Problem A:
Answer these from the article about the Interpretor art event, one answer per line, marked like the questions:
(i) In what field is Hills-Bonczyk a master's student?
(ii) In how many different vocabularies will the volunteers broadcast interpretations?
(iii) Until what day and date will Interpretor stay on display?
Problem B: Please write out the Interpretor article from "Interpretor is a" through "the library’s atrium.", swapping "atrium" for "lobby".

(Text for analysis begins)

Interpretor

February 10, 2011

Morris Library to host verbal, visual art event

by Christi Mathis

CARBONDALE, Ill. -- Visitors can experience a verbal, visual art event at Southern Illinois University Carbondale’s Morris Library.

Interpretor is a large, multi-media art piece and a provocative interactive art event, a living sculpture of sorts, according to creator Summer Joy Hills-Bonczyk. A Minneapolis native and master’s student in ceramics at SIUC, she crafted the large wood, ceramic and cardboard piece and installed it this week in the library’s atrium.

The piece will truly come to life during an interactive performance Friday, Feb. 11, from noon to 3 p.m. Anytime during those hours, people can walk the circumference of the piece and speak into any of the several “escuchaphones” and hear their words come back to them in a different language. That’s because 15 or 20 bilingual volunteers will be inside the colorful piece broadcasting international interpretations in six different vocabularies.

“Interpretor explores the concept of interpret by engaging visitors in an interactive, multilingual art happening,” said Hills-Bonczyk, a graduate assistant in the Morris Library preservation lab. She said her art incorporates movement, meditation, communication, writing, collaboration, sculpture and engagement with materials and processes and in this instance, her love of foreign languages and multiculturalism as well. She is fluent in Spanish, and has three years experience as a Spanish medical interpreter and has lived in Argentina.

Hills-Bonczyk said Interpretor parallels the experience of interpreting art with interpreting other languages and that it also speaks to the tension between interior and exterior space as a “metaphorical symbol of body, self, abundance and containment.”

Interpretor will remain on display at the Morris Library rotunda until Wednesday, Feb. 16.

(Text for analysis ends)
(Data extracts begins)

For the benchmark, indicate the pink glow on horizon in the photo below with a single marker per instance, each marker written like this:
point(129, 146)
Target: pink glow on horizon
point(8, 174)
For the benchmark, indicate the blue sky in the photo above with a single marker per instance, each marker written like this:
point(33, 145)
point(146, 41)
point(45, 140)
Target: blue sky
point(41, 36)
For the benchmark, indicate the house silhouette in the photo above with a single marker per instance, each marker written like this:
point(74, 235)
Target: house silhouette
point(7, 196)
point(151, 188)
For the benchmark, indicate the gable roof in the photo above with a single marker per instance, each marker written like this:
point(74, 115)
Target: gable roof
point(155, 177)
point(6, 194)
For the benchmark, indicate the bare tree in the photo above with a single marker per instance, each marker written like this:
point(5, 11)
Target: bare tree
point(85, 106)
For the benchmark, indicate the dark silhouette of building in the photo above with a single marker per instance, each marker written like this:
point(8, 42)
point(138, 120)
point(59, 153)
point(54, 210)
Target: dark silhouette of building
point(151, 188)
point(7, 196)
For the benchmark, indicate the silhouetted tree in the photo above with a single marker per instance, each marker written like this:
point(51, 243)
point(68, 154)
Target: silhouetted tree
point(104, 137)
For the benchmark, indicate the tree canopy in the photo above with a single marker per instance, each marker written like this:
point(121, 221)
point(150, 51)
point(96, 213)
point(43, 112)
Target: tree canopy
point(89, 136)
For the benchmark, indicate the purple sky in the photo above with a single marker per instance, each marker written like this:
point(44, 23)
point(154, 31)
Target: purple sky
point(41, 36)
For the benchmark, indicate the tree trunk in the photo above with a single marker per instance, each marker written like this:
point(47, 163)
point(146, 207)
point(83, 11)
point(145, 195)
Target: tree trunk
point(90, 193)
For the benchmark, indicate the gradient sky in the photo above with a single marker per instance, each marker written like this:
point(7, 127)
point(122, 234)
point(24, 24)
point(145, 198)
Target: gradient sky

(Data extracts ends)

Worked solution A:
(i) Ceramics
(ii) Six
(iii) Wednesday, Feb. 16

Worked solution B:
Interpretor is a large, multi-media art piece and a provocative interactive art event, a living sculpture of sorts, according to creator Summer Joy Hills-Bonczyk. A Minneapolis native and master’s student in ceramics at SIUC, she crafted the large wood, ceramic and cardboard piece and installed it this week in the library’s lobby.